'''
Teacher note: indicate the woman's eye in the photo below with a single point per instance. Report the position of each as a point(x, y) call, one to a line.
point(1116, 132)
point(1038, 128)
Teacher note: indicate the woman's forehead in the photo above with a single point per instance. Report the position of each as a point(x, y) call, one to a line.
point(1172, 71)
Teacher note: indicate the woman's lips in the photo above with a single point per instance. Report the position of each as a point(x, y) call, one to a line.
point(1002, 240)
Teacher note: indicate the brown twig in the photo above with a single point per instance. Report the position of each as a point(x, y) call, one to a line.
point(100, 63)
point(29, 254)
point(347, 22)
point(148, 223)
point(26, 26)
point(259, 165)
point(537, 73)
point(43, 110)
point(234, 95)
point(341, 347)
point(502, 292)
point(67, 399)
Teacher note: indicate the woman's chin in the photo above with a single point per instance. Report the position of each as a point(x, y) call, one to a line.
'''
* **What you are asked to do**:
Write out the listing again, swapping "Teacher note" for "Instruction" wherever it appears and leaving everything else unchanged.

* **Finished answer**:
Instruction: indicate the woman's eye in the photo below with a single point per instance. Report the position of each as a point(x, y) call, one to a line.
point(1116, 132)
point(1038, 128)
Instruction: indicate the woman's forehead in the photo above with a single point per instance. Report the position of each as a point(x, y) call, one to a line.
point(1172, 71)
Instruction: indicate the woman's lips in the photo above with a single point per instance. Report the position of each as a point(x, y) call, one to a line.
point(1002, 240)
Instruction: indicate the brown twig in the photo above with a single point per instance. Report the position of each as a point(x, y) call, one to a line.
point(100, 63)
point(29, 254)
point(347, 22)
point(148, 223)
point(26, 26)
point(259, 165)
point(537, 73)
point(43, 110)
point(234, 95)
point(341, 347)
point(502, 292)
point(67, 399)
Instruction: indicate the woman's chin in the photo above with a single point per instance. Report the position of each as a point(x, y) call, one to a line.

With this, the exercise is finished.